*TASK INPUT*:
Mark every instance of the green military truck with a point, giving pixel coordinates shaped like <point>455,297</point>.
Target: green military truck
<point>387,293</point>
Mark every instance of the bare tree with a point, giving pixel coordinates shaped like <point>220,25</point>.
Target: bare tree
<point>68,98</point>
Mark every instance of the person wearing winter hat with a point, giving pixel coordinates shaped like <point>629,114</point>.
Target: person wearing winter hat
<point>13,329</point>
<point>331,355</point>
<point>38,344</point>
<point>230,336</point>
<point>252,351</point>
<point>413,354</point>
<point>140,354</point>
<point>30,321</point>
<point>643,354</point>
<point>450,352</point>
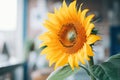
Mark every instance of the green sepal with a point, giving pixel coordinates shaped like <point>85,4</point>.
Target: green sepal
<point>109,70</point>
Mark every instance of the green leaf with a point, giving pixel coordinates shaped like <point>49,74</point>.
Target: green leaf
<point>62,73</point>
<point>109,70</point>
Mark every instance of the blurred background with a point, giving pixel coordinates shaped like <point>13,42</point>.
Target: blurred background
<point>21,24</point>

*YOUR TASK*:
Format the records above as a two-column CSV with the headers "prompt" and "points", one row per record. Put its text and its answer each in a single quoted field with line breaks replaced by spaces, and omit the pictures.

*TASK OUTPUT*:
prompt,points
"Mark every instance of the green military truck with a point, giving pixel coordinates shaped like <point>455,297</point>. Target: green military truck","<point>387,293</point>"
"Mark every instance of the bare tree with a point, giving pixel coordinates shaped like <point>220,25</point>. Target: bare tree","<point>68,98</point>"
"Mark every instance of the person wearing winter hat with a point, giving pixel coordinates shaped like <point>629,114</point>. Target: person wearing winter hat","<point>13,329</point> <point>331,355</point> <point>38,344</point> <point>230,336</point> <point>252,351</point> <point>413,354</point> <point>140,354</point> <point>30,321</point> <point>643,354</point> <point>450,352</point>"
"Mark every instance of the green sepal with a point, giving pixel coordinates shaped like <point>85,4</point>. Target: green sepal","<point>109,70</point>"
"Mark every instance of the green leaf with a point, giving pixel coordinates shaped like <point>49,74</point>. Target: green leaf","<point>62,73</point> <point>109,70</point>"
"Mark every instance of the blurred background with a point, giving pixel coordinates shaped like <point>13,42</point>. Target: blurred background","<point>21,24</point>"